- _Given task A_
Name the three criteria on which the passage about a bond versus a stock says X Ltd has an established track record.
- _Given task B_
In the passage about a bond versus a stock, what yield does the hypothetical five-year Commonwealth Government bond have?
- _Given task C_
Translate this sentence from the passage about a bond versus a stock into Spanish: "Assume that the market price of both securities is $1.00."

- _Given passage_
************

A Comparable Scenario
To maintain consistency with the examples in the ‘Irrational Exuberance’ circulars, consider again their starting points and the choice of buying either a hypothetical five-year Commonwealth Government bond with a yield of 6.1% (the yield of these bonds on 1 June) or one share of a hypothetical company called X Ltd. Assume that the market price of both securities is $1.00. Assume as well that X Ltd is ‘sound’ in the sense that it has an established (5-10 year) track record with respect to three criteria. The first is effectiveness, i.e., the generation of a real and growing stream of earnings. The second is efficiency, i.e., the use of modest amounts of capital to generate these earnings. And the third is managerial rationality: those earnings which management has retained within the company rather than paid to its owners as dividends have not been squandered or destroyed; rather, they have been used to generate higher earnings in subsequent years.
As in the previous circulars, assume again that whether you choose the bond or the stock you are a long term investor and will hold the asset for at least five years. If you buy the bond, then by mid-2005 you will earn $0.31 (i.e., a stream of $0.061 per year for five years); and during its five-year life it will return to you $1.31 (i.e., the $1.00 principal plus the five interest payments). Given the bond’s ‘risk-free’ nature, it makes sense to buy the stock only if there are strong grounds to believe that during the next five years it will return to you significantly more than $1.31.

************

- _Data extract_
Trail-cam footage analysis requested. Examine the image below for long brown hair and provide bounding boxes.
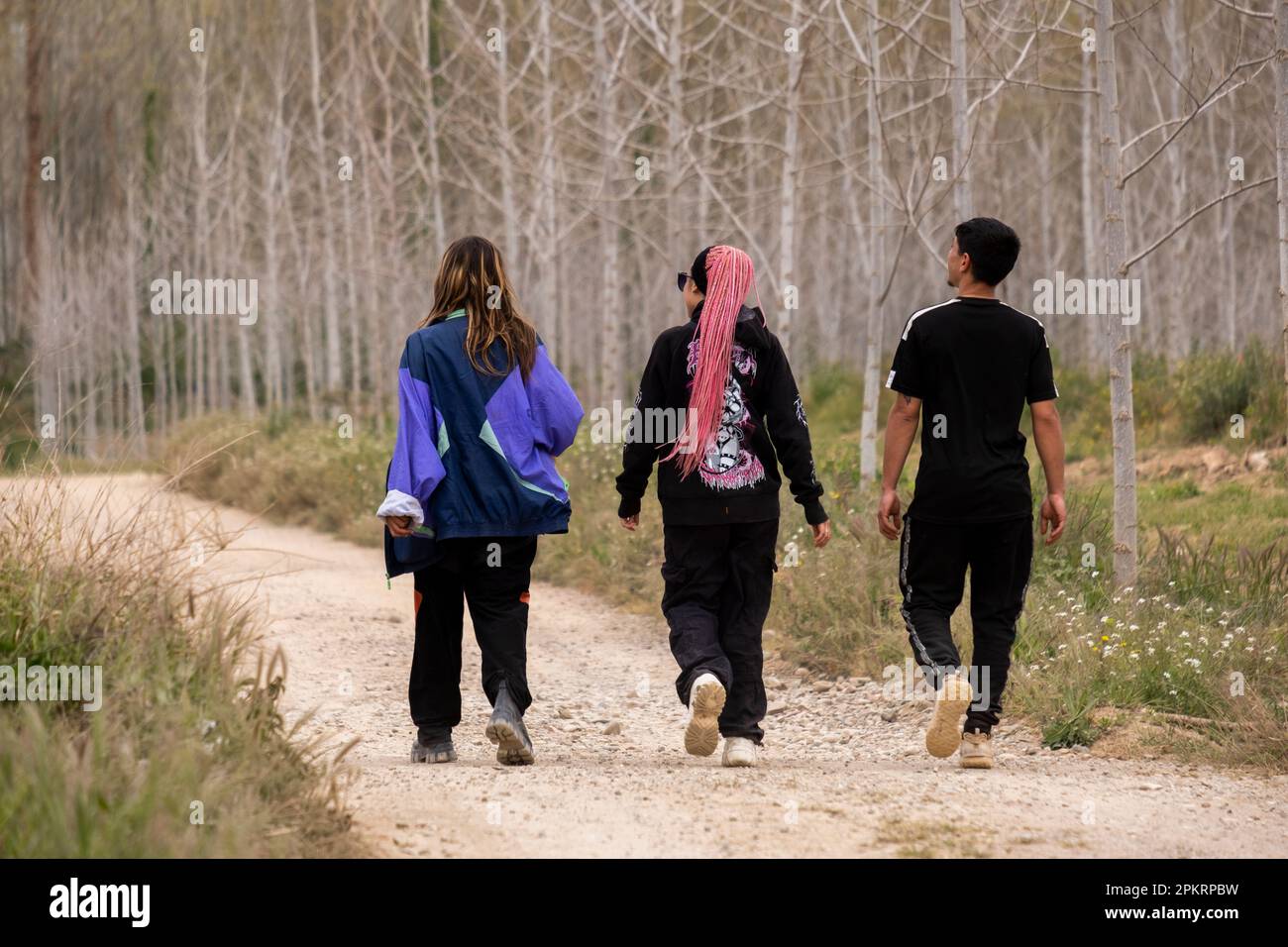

************

- _Full solution A_
Effectiveness, efficiency, and managerial rationality.

- _Full solution B_
6.1%.

- _Full solution C_
Suponga que el precio de mercado de ambos valores es de $1.00.